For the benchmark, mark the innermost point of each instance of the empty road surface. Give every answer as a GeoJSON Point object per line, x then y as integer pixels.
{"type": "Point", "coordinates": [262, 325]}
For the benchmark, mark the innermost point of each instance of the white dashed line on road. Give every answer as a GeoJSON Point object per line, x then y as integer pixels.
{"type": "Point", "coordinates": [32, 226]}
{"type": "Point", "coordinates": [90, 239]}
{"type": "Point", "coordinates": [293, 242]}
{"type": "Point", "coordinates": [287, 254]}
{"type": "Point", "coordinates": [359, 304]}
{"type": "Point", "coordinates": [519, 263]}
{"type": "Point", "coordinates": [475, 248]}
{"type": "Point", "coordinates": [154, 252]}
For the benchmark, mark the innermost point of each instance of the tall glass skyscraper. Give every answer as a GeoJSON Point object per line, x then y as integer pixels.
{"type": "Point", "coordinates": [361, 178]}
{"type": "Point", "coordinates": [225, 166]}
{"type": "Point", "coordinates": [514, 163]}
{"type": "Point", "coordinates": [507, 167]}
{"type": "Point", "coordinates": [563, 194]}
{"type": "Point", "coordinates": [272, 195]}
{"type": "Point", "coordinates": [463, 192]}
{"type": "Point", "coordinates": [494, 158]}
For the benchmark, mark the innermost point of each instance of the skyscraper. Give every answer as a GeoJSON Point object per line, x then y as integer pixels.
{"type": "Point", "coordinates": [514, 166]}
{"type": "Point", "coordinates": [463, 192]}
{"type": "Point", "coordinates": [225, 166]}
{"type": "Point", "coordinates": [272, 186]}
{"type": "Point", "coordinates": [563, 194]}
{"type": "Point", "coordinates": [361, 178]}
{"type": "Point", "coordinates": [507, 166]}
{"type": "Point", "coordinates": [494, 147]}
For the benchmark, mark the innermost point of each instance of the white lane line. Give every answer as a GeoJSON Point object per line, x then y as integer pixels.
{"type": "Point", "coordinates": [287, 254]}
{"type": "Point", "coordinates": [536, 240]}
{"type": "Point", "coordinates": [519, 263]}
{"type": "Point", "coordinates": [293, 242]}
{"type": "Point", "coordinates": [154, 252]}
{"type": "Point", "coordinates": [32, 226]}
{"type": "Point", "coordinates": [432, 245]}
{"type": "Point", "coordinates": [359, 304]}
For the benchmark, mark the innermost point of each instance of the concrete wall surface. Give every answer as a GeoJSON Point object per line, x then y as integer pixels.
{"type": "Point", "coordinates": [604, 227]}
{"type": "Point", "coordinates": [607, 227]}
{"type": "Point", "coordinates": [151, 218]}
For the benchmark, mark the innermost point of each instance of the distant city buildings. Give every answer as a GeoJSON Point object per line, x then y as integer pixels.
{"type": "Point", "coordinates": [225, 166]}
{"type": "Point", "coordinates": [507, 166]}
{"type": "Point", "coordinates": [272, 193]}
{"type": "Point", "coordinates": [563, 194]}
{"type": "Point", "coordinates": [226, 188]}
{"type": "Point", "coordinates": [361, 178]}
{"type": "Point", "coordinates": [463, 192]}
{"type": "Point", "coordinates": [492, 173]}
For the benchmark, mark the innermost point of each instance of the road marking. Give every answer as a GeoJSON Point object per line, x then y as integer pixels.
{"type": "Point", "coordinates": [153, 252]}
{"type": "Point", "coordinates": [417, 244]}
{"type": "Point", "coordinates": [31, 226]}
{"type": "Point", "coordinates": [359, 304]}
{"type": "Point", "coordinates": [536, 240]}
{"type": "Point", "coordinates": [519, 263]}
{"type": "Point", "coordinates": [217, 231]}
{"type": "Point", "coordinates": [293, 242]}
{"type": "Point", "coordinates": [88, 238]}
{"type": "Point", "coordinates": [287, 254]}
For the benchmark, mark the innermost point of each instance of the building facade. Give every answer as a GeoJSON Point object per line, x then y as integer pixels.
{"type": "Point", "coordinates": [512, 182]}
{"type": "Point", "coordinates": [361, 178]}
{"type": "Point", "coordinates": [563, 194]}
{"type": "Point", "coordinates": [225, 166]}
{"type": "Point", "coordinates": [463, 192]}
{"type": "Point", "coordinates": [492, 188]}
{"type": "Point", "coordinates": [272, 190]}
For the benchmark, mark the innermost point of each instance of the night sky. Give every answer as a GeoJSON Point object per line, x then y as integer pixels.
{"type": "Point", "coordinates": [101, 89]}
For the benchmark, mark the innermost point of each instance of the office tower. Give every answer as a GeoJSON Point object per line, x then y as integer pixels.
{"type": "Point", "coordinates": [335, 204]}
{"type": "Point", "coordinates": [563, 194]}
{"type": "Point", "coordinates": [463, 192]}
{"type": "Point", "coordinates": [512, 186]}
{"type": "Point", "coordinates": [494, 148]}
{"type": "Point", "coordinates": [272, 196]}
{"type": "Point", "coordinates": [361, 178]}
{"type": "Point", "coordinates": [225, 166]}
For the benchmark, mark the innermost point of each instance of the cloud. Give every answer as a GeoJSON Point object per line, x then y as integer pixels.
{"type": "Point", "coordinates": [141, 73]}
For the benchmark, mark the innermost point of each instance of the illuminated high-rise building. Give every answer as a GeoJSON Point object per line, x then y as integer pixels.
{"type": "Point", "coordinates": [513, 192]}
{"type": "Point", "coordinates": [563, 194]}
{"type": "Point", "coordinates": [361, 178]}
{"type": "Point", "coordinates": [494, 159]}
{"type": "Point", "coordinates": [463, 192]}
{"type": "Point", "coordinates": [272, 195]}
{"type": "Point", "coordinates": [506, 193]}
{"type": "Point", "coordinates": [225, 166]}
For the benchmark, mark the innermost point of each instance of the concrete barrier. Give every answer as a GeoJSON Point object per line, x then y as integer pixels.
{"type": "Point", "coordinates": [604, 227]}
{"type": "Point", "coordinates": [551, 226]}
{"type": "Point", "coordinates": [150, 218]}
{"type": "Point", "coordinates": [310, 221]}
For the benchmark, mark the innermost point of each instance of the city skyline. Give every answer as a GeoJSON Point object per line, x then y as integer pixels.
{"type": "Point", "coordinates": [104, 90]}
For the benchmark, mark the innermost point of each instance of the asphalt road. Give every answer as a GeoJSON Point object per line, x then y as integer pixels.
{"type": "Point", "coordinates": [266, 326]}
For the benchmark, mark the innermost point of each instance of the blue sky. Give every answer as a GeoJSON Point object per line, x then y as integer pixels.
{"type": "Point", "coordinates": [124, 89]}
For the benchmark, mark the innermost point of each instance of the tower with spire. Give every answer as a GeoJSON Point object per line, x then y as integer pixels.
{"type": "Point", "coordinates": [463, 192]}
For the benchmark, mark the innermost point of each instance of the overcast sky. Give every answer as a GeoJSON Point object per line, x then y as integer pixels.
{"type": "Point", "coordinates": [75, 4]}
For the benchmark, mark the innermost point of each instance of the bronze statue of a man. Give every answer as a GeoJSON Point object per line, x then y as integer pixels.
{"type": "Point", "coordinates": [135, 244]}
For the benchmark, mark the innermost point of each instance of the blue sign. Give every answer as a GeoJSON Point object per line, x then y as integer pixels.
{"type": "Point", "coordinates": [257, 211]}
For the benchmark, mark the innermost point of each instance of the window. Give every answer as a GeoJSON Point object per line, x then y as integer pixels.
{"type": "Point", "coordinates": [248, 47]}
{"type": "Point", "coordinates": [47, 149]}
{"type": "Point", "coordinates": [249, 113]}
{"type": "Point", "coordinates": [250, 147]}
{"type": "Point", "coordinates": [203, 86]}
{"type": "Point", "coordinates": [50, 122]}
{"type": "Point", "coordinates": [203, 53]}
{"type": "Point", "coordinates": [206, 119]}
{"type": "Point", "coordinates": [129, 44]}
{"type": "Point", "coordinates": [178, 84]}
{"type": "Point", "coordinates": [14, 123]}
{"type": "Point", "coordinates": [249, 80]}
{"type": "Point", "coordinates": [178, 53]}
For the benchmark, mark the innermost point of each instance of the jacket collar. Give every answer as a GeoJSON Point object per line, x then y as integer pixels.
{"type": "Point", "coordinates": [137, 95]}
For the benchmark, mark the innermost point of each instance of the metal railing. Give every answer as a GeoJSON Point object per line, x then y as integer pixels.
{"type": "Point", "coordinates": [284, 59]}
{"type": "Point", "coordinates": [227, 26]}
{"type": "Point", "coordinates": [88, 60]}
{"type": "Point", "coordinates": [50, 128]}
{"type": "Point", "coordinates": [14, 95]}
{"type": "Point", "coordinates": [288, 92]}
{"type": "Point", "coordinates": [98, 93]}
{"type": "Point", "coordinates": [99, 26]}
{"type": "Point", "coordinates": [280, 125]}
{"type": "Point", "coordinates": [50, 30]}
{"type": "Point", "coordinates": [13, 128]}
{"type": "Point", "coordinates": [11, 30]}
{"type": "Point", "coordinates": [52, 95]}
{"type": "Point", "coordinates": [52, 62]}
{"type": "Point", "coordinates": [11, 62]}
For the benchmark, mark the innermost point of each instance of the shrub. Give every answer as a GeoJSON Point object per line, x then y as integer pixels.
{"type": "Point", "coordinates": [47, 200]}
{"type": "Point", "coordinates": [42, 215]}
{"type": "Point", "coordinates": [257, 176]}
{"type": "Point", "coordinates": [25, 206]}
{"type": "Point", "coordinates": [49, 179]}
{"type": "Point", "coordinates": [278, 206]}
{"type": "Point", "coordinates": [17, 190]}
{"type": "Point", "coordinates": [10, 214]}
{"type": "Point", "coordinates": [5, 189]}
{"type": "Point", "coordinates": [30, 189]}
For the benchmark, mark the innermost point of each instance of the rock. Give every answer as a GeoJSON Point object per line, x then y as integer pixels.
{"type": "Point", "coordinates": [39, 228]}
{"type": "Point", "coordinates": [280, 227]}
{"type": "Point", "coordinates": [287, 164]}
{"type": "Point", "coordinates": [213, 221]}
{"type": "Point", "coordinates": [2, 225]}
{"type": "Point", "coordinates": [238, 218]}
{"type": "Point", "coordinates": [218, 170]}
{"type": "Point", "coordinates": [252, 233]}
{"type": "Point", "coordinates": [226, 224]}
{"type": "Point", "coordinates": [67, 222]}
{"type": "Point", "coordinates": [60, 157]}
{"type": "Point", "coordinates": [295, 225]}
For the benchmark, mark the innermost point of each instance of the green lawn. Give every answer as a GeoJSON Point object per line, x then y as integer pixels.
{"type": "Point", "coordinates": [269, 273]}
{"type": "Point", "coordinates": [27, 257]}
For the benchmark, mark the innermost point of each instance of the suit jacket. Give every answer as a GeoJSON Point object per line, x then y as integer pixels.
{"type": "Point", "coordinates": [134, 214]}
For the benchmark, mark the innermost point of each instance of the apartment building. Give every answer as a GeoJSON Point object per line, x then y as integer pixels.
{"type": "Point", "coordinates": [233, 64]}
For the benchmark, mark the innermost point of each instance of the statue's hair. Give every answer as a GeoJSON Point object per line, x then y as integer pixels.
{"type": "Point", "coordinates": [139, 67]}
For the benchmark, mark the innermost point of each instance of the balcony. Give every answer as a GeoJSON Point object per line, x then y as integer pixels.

- _REQUIREMENTS_:
Reproduce, without changes, the lines from the one containing "of the green" through the end of the lines above, including both ends.

- _FINAL RESULT_:
For the benchmark, mark the innermost point of each instance of the green lawn. Give every answer as a GeoJSON Point object per line, x then y as integer pixels.
{"type": "Point", "coordinates": [269, 273]}
{"type": "Point", "coordinates": [27, 257]}
For the benchmark, mark the innermost point of each instance of the suit jacket. Give every answer as a GeoJSON Point object per line, x then y as integer pixels.
{"type": "Point", "coordinates": [134, 214]}
For the benchmark, mark the innermost point of each instance of the apartment building. Give every answer as a GeoJSON Point object per line, x then y as integer pixels.
{"type": "Point", "coordinates": [233, 64]}
For the benchmark, mark the innermost point of each instance of the statue's hair. Give every answer as a GeoJSON Point object per line, x then y as integer pixels.
{"type": "Point", "coordinates": [139, 67]}
For the benchmark, mark the innermost point of each instance of the balcony. Give every answer as a GeoJSON Point object per line, x then y as integer pixels.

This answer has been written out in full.